[TEXTE À EXAMINER]
-*-
Phénomène de société : Les produits éclaircissants, une contradiction africaine
«Le plus grand secret du bonheur, c’est d’être bien avec soi» a dit Fontenelle. «Il vaut mieux se faire détester pour ce que l’on est que de se faire aimer pour ce que l’on n’est pas» ajoute pour sa part, André Gide.
Après en avoir établi les constats et décrit avec des chiffres à l’appui l’ampleur de ce phénomène de société qu’est la dépigmentation, les idées saugrenues derrière cette pratique, Moussa Bagayoko propose quelques pistes pour lutter contre les conséquences des crèmes éclaircissantes.
Dans les villes, ce phénomène est entré dans les mœurs et, parfois, les femmes qui n’y ont pas recours sont presque devenues l’exception. Certains hommes aussi s’y sont mis, même si, à vue d’œil, cela reste tout de même marginal en Afrique de l’Ouest.
Les raisons sont multiples, mais celles qui viennent spontanément, relèvent du complexe physique, de la perception de la beauté, du phénomène de mode et de l’ignorance.
Il est parfois indiqué que c’est la faute des hommes qui, souvent, associent la beauté à ce qui est clair, qui se retournent davantage sur les dames claires au nez droit que sur les femmes couleur ébène et au nez plus évasé.
Il revient aussi souvent, dans le fond de nos croyances, dans les mystères des cauris, que la réussite d’un homme tiendrait du type de femme qu’il épouserait ; et ce type est bien plus souvent clair que noir.
Tout y participe, en fin de compte, à faire croire aux femmes qu’elles sont plus belles claires que noires ; qu’elles sont plus sexy claires que noires ; que leur attrait tient plus à leur teint qu’à tout autre critère.
Même nos grandes stars n’y ont pas échappé, à commencer par le plus célèbre d’entre eux : Michael Jackson. La pop star Dencia a lancé avec succès la crème Whitenicious qui, selon sa promotrice, éclaircit mais ne décolore pas. Cette culture est si ancrée que même les spots publicitaires sur les produits de beauté, mais pas seulement, se focalisent encore et toujours sur ces femmes à la peau claire, accentuant la croyance et impactant les mentalités de tant de femmes.
Face à tant de préjugés, de croyances, de stéréotypes disséminés, les produits éclaircissants sont entrés dans la norme. Et ni les informations sur leurs effets à plusieurs égards dévastateurs, ni le socle social qu’est la famille en terre africaine, ni les hommes, principaux «consommateurs», ni un Etat assailli par mille et un problème, ne parviennent à stopper la déferlante éclaircissante sur le monde féminin ouest-africain.
-*-
[JEU DE DONNÉES]
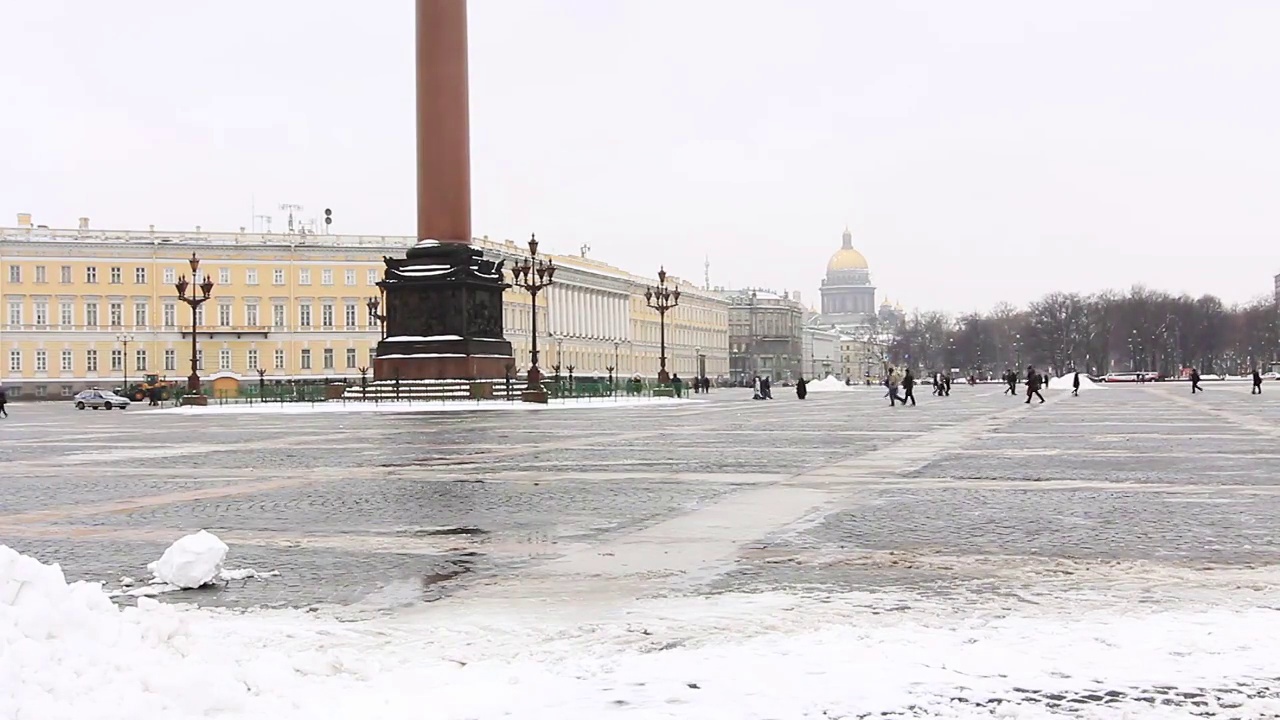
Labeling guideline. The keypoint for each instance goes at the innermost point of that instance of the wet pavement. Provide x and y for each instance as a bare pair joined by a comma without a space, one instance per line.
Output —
-*-
[DÉTAIL DE LA CONSIGNE]
Recopiez sans rien changer l'extrait du texte sur les produits éclaircissants qui commence aux mots « Il est parfois » et se termine après « nez plus évasé. ».

[ESPACE DE RÉPONSE]
Il est parfois indiqué que c’est la faute des hommes qui, souvent, associent la beauté à ce qui est clair, qui se retournent davantage sur les dames claires au nez droit que sur les femmes couleur ébène et au nez plus évasé.